Would you please retype the records that follow, word for word?

**Referring expression data:**
[Start of Attachment]

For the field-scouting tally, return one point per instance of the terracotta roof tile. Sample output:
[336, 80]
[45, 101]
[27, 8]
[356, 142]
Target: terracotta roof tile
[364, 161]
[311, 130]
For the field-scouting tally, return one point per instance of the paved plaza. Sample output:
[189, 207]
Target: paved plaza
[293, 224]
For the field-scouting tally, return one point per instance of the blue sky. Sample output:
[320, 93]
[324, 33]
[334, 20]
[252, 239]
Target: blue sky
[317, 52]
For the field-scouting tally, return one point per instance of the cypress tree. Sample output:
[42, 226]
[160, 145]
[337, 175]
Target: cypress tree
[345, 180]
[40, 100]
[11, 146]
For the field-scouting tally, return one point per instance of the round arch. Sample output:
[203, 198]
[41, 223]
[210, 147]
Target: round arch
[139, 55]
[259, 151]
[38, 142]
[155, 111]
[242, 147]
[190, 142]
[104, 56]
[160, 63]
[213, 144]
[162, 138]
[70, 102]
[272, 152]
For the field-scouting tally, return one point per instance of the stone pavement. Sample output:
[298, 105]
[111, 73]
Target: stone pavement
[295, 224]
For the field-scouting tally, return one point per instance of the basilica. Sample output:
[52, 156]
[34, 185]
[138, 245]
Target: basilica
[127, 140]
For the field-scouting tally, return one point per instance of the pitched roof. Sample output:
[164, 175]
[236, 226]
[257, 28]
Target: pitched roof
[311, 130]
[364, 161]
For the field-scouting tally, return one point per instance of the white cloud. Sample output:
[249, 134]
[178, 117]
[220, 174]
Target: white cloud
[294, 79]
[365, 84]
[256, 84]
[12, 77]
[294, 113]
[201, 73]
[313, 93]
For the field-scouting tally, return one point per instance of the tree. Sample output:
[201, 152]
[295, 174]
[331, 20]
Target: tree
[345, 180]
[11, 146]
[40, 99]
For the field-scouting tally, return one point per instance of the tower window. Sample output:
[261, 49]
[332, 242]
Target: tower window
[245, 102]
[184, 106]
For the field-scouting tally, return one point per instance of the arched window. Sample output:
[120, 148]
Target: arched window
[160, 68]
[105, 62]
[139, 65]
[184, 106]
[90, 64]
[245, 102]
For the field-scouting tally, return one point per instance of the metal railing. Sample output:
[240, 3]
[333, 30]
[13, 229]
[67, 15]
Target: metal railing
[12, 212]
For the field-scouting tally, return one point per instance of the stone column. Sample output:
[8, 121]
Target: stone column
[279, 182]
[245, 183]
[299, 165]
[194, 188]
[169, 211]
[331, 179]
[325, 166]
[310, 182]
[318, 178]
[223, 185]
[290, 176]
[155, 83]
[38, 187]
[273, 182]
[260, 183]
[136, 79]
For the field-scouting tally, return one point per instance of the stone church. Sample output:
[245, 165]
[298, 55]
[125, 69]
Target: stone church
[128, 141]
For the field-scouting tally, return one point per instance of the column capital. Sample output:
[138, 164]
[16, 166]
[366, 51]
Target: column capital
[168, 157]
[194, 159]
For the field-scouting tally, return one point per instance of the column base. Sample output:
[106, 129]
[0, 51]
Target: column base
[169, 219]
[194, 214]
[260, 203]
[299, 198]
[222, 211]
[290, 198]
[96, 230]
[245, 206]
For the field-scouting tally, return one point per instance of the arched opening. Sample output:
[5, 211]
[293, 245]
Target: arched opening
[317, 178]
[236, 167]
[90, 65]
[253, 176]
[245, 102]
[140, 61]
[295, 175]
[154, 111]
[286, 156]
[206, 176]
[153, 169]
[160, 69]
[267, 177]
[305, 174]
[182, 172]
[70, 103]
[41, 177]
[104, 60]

[End of Attachment]

**Result of this task:**
For the field-scouting tally, return one point per instance of the terracotta roof tile. Sample output:
[336, 80]
[45, 101]
[27, 8]
[356, 142]
Target: terracotta roof tile
[364, 161]
[311, 130]
For the field-scouting tally, return one point per instance of the paved plaza. Sample output:
[189, 207]
Target: paved plaza
[293, 224]
For the field-scouting tally, return one point per instance of the blue sky. Sample output:
[320, 93]
[324, 33]
[334, 20]
[252, 239]
Target: blue sky
[317, 52]
For the field-scouting tally, return one point per instance of the cypress tree. Sample output:
[42, 226]
[160, 145]
[337, 175]
Target: cypress tree
[345, 180]
[40, 100]
[11, 146]
For the field-scouting tally, return one point per instance of the round arch. Sample output:
[203, 198]
[41, 223]
[210, 147]
Target: round arch
[139, 55]
[259, 151]
[38, 142]
[155, 111]
[242, 147]
[190, 142]
[104, 56]
[160, 63]
[213, 144]
[162, 138]
[70, 102]
[272, 152]
For the field-scouting tally, return one point per instance of the stone pavement. Sample output:
[298, 105]
[111, 73]
Target: stone pavement
[295, 224]
For the field-scouting tally, return one point per instance of the basilica. Sample output:
[52, 156]
[34, 185]
[138, 245]
Target: basilica
[127, 140]
For the field-scouting tally, return one point per instance of the pitched roof. Sample output:
[164, 175]
[236, 226]
[257, 28]
Target: pitched roof
[311, 130]
[364, 161]
For the field-scouting tally, return one point per instance of the white cloud. Sample output:
[249, 134]
[178, 117]
[220, 174]
Target: white cloud
[294, 79]
[365, 84]
[256, 84]
[12, 77]
[294, 113]
[201, 73]
[313, 93]
For the field-scouting tally, return one point per instance of the tree. Sample output:
[201, 152]
[295, 174]
[331, 20]
Target: tree
[345, 180]
[11, 146]
[40, 99]
For the field-scouting tally, return one point per instance of the tower window. Sample output:
[261, 49]
[332, 242]
Target: tower window
[245, 102]
[184, 106]
For the field-scouting tally, return one point per instance of the arched window. Sample output:
[120, 148]
Target: arched window
[160, 68]
[105, 62]
[139, 65]
[184, 106]
[90, 64]
[245, 102]
For the field-scouting tally, return one point per instance of the metal railing. Sample output:
[240, 3]
[333, 30]
[13, 229]
[67, 15]
Target: metal railing
[12, 212]
For the field-scouting tally, return one point per instance of the stone column. Sample output:
[8, 121]
Target: stone column
[279, 182]
[245, 183]
[299, 165]
[194, 188]
[169, 211]
[331, 179]
[325, 166]
[310, 182]
[318, 178]
[223, 185]
[290, 176]
[155, 83]
[38, 187]
[273, 182]
[260, 183]
[136, 79]
For the field-scouting tally, return one point per instance of the stone church. Sample output:
[245, 165]
[298, 55]
[125, 69]
Target: stone church
[128, 141]
For the field-scouting tally, return one point per instance of the column capital. Sample output:
[138, 164]
[16, 166]
[366, 51]
Target: column capital
[168, 157]
[194, 159]
For the field-scouting tally, return one point per instance of the column base. Sample output:
[106, 129]
[0, 51]
Target: column base
[169, 219]
[194, 214]
[260, 203]
[299, 198]
[222, 211]
[290, 198]
[96, 230]
[245, 206]
For the field-scouting tally, return one point per instance of the arched opening. Sample output:
[5, 211]
[293, 245]
Target: arched opening
[317, 178]
[236, 167]
[90, 65]
[253, 176]
[245, 102]
[140, 61]
[295, 175]
[154, 111]
[286, 156]
[206, 176]
[153, 169]
[160, 69]
[267, 177]
[305, 174]
[182, 172]
[70, 103]
[41, 177]
[104, 60]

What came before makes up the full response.